┌─ Text to read

4. “Major Player” IT support companies:
This outsourced IT provider is the antithesis of the one-man-band. They have many technicians, multiple locations and a back-office support crew. Some are global organizations. These first-rate IT support companies can be trusted to do an excellent job for you.
Then what’s the issue? Pricing, scheduling, availability. In most cases, these organizations are so busy servicing their large, profitable clients, they may not give the SMB the service, support and responsiveness that you are looking for. If you lead a large business, with a large IT budget, you’ll do great with this type of company. But, if you’re a SMB with a conservative IT budget, this is not likely to be the best option for you.
5. Independently owned computer consulting firms:
You are probably thinking, “Aaron, of course you’re going to recommend this option! This is what you do!”, but please let me explain myself before you dismiss my advice.
I’ve been in this industry for a long time and I have a considerable amount of experience working with other computer support consultants. I’ve seen the horror stories first hand, hearing the complaints that business owners have with all of their IT service vendors. Based on that experience and the feedback from others like you, I believe the best option for the small business is an independently-owned IT consulting firm that is locally owned and operated.
Who you choose to support your network should be large enough to provide some sort of back office support and deliver the response times you need, but small enough to provide a personal service and add value to your business. They must be able to deliver consistent and professional IT support services.

└─

- Problems to solve
• a. Set down the part of the passage on IT support options between "Then what’s the" and "dismiss my advice.", inclusive.
• b. In the passage on IT support options, what kind of firm does the author consider the best option for a small business?
You won't need the lines that come next.

┌─ Supplied information

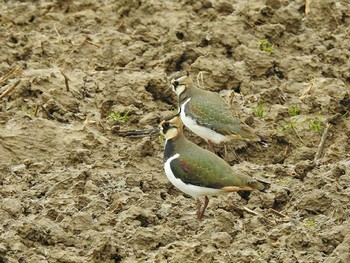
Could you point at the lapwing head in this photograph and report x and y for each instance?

└─

- Task-by-task answers
• a.
Then what’s the issue? Pricing, scheduling, availability. In most cases, these organizations are so busy servicing their large, profitable clients, they may not give the SMB the service, support and responsiveness that you are looking for. If you lead a large business, with a large IT budget, you’ll do great with this type of company. But, if you’re a SMB with a conservative IT budget, this is not likely to be the best option for you.
5. Independently owned computer consulting firms:
You are probably thinking, “Aaron, of course you’re going to recommend this option! This is what you do!”, but please let me explain myself before you dismiss my advice.

• b. An independently owned IT consulting firm that is locally owned and operated.